Problem to solve = Rewrite the listing below with every "photo" changed to "image" and nothing else altered. Leave the pictures out of your answer.

START

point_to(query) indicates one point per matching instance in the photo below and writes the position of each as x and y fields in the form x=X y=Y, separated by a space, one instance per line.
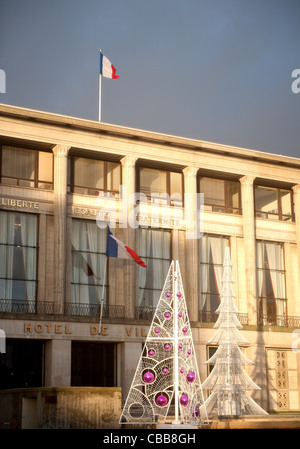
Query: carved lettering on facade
x=24 y=204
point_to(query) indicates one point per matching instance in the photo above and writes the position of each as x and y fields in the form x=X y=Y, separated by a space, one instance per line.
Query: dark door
x=93 y=364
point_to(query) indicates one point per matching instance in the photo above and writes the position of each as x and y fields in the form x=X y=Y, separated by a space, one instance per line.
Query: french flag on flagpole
x=116 y=248
x=106 y=68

END

Exercise solution =
point_to(query) indicates one point per matching instance in the image below and writes the position of each as x and y fields in the form x=X y=Y, separated by a space, one instance per line.
Query: carved lettering on facade
x=24 y=204
point_to(query) indicates one point per matching instance in the image above and writes the position of each as x and y fields in the form x=X y=Y, separated by a space, one instance per line.
Query: dark door
x=93 y=364
point_to(query) indicates one point per matching instance in the image above and writes the position of each as x and y fields in the form x=X y=Y, separated by a space, one instance per line.
Query: french flag on flagpole
x=116 y=248
x=106 y=68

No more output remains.